Exercise instructions:
Only a number is wanted here: the number of lines of the data that include "negative".

----- Task input -----

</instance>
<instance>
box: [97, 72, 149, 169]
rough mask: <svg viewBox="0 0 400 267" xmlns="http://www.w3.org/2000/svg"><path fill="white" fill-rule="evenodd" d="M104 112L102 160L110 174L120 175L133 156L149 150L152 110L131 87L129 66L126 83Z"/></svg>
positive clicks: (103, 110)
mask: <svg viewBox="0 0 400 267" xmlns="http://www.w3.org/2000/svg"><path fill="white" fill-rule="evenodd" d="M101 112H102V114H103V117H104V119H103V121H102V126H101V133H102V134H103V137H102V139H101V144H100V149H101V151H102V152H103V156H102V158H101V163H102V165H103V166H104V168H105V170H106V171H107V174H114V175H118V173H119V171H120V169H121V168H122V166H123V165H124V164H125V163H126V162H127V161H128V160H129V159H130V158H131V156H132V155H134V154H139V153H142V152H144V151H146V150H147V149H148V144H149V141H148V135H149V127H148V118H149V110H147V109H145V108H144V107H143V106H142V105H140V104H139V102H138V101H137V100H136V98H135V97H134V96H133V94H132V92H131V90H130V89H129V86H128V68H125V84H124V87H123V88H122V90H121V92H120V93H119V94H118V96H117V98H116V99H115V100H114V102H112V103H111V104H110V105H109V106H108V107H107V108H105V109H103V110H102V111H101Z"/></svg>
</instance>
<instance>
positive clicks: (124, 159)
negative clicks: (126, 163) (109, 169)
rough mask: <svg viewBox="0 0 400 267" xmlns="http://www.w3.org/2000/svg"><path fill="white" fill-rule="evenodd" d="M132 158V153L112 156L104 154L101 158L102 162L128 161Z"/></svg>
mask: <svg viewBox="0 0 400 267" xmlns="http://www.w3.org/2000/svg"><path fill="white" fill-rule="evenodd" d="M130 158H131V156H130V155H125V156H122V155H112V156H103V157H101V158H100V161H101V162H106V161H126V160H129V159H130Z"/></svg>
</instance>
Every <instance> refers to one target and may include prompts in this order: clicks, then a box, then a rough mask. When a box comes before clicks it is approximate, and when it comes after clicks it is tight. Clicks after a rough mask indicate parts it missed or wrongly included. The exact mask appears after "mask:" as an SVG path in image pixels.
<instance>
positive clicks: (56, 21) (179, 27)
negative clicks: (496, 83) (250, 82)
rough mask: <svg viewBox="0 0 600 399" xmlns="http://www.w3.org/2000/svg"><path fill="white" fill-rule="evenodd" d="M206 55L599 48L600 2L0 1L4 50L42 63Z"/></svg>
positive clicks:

-----

Answer to this task:
2